* **EXERCISE**: Filter the lines below, keeping each one that holds "rise".

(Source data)
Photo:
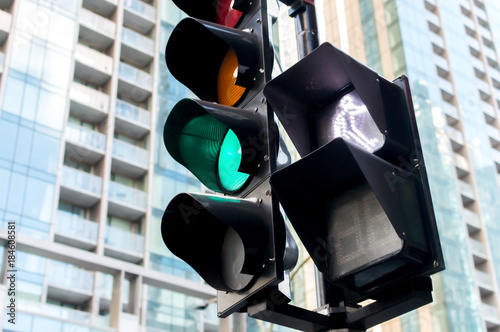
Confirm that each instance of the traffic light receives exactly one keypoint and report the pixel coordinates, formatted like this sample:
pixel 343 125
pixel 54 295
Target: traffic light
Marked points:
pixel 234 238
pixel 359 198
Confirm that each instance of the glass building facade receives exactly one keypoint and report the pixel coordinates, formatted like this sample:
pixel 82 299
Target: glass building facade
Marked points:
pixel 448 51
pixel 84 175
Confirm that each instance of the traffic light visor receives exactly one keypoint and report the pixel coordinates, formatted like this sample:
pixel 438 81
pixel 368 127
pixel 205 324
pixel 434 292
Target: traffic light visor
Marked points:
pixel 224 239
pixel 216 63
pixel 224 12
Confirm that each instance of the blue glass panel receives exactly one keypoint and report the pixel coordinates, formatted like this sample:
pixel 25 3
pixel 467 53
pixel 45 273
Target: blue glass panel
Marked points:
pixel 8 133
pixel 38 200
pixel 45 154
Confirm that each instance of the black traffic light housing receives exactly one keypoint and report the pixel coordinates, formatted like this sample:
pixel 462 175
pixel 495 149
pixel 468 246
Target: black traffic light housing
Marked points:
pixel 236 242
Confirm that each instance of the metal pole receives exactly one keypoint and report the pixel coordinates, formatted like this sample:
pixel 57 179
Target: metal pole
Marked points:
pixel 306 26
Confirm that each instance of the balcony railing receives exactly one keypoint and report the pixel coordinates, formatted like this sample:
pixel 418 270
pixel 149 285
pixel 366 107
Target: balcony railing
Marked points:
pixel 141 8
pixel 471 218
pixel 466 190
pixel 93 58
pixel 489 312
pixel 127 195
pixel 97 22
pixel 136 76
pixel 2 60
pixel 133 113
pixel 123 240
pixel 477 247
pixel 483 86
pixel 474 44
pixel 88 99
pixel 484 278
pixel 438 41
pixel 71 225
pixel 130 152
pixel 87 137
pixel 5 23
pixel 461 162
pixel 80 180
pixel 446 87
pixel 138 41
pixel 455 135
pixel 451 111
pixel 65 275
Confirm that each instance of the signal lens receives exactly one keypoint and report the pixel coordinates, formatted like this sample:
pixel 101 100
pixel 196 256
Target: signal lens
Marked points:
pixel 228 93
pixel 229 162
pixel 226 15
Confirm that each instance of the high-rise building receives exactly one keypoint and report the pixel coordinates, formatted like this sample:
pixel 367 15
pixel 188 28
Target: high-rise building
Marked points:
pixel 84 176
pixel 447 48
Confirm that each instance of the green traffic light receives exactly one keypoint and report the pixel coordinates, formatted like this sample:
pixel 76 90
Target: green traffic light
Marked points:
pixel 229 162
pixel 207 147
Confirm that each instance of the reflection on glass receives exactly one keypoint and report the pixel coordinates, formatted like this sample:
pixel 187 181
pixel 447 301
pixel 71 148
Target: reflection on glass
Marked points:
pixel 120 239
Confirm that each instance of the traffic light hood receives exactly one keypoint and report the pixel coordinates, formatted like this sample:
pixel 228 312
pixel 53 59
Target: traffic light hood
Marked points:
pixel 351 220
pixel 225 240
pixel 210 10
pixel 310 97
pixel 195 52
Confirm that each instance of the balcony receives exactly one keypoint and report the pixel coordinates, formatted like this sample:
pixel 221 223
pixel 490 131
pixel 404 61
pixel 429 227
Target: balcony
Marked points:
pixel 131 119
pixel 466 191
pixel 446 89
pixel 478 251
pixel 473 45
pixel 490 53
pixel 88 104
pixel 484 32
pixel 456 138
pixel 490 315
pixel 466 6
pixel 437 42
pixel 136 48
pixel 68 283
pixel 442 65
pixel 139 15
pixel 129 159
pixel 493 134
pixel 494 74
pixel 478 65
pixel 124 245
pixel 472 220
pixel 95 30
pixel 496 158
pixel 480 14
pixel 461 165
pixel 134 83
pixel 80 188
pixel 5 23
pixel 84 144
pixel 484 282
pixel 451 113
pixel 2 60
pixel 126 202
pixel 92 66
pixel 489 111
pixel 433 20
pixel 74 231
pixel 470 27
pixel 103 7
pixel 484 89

...

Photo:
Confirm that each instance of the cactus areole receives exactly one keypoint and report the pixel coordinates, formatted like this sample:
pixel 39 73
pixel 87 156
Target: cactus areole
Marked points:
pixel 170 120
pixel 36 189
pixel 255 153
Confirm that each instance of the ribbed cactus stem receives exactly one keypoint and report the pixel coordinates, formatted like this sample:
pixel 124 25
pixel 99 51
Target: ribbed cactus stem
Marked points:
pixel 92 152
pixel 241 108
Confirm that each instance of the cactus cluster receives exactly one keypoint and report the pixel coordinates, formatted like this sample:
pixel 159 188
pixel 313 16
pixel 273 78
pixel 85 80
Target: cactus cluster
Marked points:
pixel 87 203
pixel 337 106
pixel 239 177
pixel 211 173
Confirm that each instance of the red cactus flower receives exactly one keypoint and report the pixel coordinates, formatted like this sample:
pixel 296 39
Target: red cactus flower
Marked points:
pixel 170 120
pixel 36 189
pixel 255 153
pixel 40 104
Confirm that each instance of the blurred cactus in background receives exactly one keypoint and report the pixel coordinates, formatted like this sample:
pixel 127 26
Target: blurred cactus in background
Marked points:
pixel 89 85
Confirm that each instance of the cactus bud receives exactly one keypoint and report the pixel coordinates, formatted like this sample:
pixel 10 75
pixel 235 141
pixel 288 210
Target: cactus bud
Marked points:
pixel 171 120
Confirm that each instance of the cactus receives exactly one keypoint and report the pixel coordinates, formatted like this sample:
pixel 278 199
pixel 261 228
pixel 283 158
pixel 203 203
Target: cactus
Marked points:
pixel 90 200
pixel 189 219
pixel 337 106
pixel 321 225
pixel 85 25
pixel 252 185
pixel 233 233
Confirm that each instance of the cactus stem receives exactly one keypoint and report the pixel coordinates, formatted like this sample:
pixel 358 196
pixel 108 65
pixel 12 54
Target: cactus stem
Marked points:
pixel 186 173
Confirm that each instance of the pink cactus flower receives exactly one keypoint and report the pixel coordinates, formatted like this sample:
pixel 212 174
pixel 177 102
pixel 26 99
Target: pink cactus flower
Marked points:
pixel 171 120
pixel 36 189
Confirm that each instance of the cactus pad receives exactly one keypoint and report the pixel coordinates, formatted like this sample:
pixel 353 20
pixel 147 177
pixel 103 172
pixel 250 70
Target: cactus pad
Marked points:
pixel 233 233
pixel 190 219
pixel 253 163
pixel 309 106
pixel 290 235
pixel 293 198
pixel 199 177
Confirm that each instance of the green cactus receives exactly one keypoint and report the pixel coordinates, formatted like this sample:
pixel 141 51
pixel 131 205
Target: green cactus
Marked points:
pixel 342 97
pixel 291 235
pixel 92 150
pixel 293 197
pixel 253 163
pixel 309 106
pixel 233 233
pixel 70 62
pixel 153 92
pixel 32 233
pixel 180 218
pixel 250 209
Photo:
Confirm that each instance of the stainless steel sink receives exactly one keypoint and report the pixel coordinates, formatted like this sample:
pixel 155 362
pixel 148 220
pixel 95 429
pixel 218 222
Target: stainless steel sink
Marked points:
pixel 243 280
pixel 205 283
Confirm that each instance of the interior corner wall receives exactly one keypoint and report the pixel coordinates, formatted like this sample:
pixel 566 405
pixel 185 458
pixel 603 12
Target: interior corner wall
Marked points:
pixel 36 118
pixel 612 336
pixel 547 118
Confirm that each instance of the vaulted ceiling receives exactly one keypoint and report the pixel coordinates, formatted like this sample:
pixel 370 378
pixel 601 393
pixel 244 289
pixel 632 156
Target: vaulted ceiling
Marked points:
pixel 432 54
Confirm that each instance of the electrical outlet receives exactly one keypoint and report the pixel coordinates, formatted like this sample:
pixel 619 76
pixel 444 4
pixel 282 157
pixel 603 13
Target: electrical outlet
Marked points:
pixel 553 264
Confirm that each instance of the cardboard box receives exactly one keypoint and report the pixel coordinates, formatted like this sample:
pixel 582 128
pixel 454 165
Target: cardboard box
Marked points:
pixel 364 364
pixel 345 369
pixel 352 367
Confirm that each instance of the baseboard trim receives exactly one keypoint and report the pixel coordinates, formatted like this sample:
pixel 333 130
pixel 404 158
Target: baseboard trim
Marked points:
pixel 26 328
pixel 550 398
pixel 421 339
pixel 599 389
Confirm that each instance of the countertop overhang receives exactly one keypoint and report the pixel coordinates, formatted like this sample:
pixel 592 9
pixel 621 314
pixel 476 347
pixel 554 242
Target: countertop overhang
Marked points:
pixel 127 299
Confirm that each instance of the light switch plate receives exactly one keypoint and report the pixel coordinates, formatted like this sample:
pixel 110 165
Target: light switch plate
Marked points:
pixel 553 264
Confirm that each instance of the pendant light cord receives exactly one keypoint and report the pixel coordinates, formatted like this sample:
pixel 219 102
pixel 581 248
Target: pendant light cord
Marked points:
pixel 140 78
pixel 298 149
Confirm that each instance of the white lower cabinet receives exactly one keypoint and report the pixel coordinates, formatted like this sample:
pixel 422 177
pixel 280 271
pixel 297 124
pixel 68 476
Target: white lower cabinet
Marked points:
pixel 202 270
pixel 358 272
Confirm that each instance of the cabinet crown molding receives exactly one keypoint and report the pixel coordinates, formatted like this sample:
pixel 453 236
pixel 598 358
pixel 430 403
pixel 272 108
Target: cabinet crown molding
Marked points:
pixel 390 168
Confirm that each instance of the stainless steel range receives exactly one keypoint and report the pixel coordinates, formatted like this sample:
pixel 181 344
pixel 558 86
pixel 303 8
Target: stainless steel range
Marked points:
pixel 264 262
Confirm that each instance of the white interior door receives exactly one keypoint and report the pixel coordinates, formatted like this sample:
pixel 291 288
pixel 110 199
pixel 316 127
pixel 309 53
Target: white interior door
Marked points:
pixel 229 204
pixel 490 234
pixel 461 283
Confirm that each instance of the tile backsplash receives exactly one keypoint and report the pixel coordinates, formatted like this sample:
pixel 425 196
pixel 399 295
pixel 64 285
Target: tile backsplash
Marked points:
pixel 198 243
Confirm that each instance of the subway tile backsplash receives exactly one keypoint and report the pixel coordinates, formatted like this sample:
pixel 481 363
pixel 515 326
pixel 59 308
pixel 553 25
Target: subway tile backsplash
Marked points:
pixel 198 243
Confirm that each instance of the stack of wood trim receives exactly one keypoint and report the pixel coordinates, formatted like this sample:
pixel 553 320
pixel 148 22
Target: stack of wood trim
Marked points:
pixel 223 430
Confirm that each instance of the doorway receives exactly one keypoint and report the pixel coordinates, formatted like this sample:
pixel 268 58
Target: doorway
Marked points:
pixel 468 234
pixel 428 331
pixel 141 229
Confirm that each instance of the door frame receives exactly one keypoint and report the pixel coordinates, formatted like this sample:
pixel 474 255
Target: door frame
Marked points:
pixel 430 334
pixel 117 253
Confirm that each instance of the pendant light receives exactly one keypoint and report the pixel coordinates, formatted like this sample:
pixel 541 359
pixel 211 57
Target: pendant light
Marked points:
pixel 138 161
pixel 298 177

* **OUTPUT FOR THIS TASK**:
Confirm that each instance of the high-rise building receives exactly one keypoint and report the pixel coordinates, formatted like this sample:
Target: high-rise building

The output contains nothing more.